--- Activity ---
Transcribe the records below exactly as they appear, omitting any pictures.

--- Data in this exercise ---

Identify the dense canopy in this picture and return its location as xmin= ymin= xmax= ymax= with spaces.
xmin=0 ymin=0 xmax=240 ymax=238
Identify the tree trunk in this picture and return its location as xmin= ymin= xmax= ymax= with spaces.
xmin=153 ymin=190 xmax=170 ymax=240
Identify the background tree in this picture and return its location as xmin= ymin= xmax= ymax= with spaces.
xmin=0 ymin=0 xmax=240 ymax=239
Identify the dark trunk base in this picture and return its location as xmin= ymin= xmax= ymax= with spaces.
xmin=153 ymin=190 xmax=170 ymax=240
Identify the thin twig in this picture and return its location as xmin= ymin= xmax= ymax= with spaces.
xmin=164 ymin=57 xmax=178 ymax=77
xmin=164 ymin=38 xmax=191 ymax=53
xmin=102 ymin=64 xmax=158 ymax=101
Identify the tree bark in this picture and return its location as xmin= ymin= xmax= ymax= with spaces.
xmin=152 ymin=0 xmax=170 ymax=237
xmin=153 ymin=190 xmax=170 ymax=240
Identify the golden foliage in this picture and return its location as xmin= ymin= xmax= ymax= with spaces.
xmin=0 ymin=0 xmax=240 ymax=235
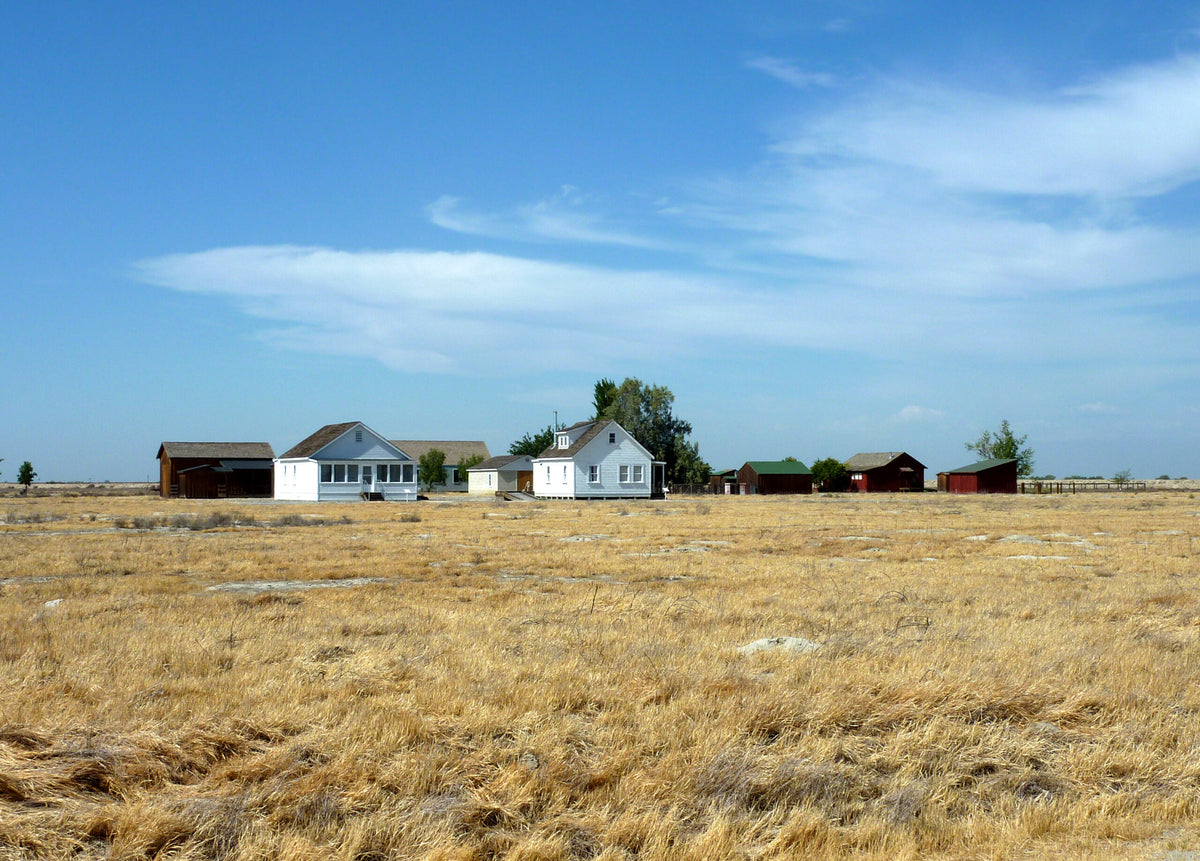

--- Result of the exercise ---
Identify the dense canopy in this picture and return its location as xmin= ymin= xmax= ymax= with spaces.
xmin=0 ymin=0 xmax=240 ymax=238
Identify the tree trunk in this picture and return its location as xmin= ymin= xmax= ymax= with spaces.
xmin=153 ymin=190 xmax=170 ymax=240
Identify the background tree in this picture and return its location as xmin= ymin= xmax= ymax= with spaces.
xmin=0 ymin=0 xmax=240 ymax=239
Identify the dark trunk base in this picture and return its location as xmin= ymin= xmax= ymax= with spaces.
xmin=153 ymin=190 xmax=170 ymax=240
Identify the thin twig in this picture and return its location as xmin= ymin= xmax= ymax= with spaces.
xmin=164 ymin=57 xmax=178 ymax=77
xmin=164 ymin=38 xmax=191 ymax=53
xmin=102 ymin=64 xmax=158 ymax=101
Identify the tree bark in this picture and return its location as xmin= ymin= xmax= ymax= with spaces.
xmin=152 ymin=0 xmax=170 ymax=237
xmin=153 ymin=190 xmax=170 ymax=240
Identify the golden foliage in this picture and return its location as xmin= ymin= xmax= ymax= with spaces.
xmin=0 ymin=0 xmax=240 ymax=235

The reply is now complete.